### [Task instructions]
Which of the lines below contain the word "striped"? Pick out each one and copy it.

### [Entries shown]
-.-.-

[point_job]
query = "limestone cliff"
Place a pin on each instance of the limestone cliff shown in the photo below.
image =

-.-.-

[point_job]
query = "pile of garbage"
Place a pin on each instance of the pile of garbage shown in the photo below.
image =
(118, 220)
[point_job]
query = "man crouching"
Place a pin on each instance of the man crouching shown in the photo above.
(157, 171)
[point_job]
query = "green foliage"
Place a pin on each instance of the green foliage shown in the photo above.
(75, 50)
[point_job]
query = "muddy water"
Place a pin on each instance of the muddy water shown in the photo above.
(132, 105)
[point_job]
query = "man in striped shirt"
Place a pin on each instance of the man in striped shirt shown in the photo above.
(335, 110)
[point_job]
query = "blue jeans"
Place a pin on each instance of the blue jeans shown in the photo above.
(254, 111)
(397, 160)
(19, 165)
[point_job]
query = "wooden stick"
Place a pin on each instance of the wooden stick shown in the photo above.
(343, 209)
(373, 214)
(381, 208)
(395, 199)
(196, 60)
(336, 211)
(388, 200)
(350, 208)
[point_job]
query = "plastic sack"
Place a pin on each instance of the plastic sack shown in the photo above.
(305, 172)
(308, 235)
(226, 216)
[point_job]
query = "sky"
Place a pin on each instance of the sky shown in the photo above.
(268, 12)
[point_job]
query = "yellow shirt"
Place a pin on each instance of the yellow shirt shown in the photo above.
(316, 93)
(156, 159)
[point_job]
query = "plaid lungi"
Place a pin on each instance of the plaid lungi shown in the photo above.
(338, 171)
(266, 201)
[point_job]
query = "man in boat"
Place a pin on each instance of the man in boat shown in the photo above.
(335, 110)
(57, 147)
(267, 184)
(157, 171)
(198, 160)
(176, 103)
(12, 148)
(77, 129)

-.-.-

### [Final answer]
query = "man in striped shirt"
Place a pin on each instance of the man in striped shirt shown in the photo above.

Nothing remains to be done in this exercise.